**To be done:**
[1] In the forum thread on benchmarking storage providers, about how large is Kelly_Trinh's test set of files?
[2] Resume the forum thread on benchmarking storage providers from where it stops.

**Passage to read:**
Benchmarking different storage providers

handyguy · September 12, 2017, 1:52am

Are you benchmarking for speed, space usage, error rates, or none/all of the above. Would you be willing to share your results with the group?

JonMikelV · September 12, 2017, 4:43am

I’ve done no benchmarking and had not really planned on doing any as those sorts metrics aren’t important to me. I’m more interested in CPU and memory loads which anecdotally seem much lower with Duplicati than CrashPlan (at least for me).

However if you or somebody else wanted to put together some test cases that would be a good addition to the original post wiki. Even better would be if those test cases could be applied to other apps posted in other Comparison Topics.

Kelly_Trinh · September 12, 2017, 12:17pm

Sure happy to post results -

Bit about the backup set of some frequently changed documents. Testing out speed before moving onto a more slower updating dataset. For my test set - it is approx 10mb of files. In the file set, 1 file is approx 5mb and changes daily while the others change around weekly.

I am testing on speed on various backends (basically anything I can get my hands on free) with the intention for the best to become paid sometime in future.

For the speed I keep records (see file link below - funnily enough hosted on B2 hahaha!) but keep an eye on storage as well.

Observations so far:

The dedup is a bit disappointing - perhaps this is due to the 5mb file being encrypted excel - so the daily changes don’t seem to dedup at all and can see the backup growing steadily.

(Entries pointing to named objects)
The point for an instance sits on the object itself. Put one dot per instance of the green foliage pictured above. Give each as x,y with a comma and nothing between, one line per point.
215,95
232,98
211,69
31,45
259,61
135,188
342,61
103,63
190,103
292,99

**Answers to the exercise:**
[1] It is approximately 10 MB of files.

[2]
Box as backend has errors all the time - I put a post about this but no big resolution. The errors persist after deleting the database and even after 1st backup on a freshly made job. I just moved over to Box-over-web-dav which seems to have no errors though.
The giants (google / MS onedrive) do best on speed. pCloud is pretty good as well. Free services are pretty bad. Amazingly Box, aside from errors, is pretty bad speed wise - so dropped from the testing now.
Haven’t really tried the native sync apps except Onedrive. One thing I noticed was there is no selective sync for their app - so end up getting a (syncing) copy of the backup on my hard disk — so this is probably a dealbreaker later if I move onto backup the large data set.

Anyway, speed results in attached. Have mean and also a 95% percentile worst case time-to-complete backup (some odd outliers excluded).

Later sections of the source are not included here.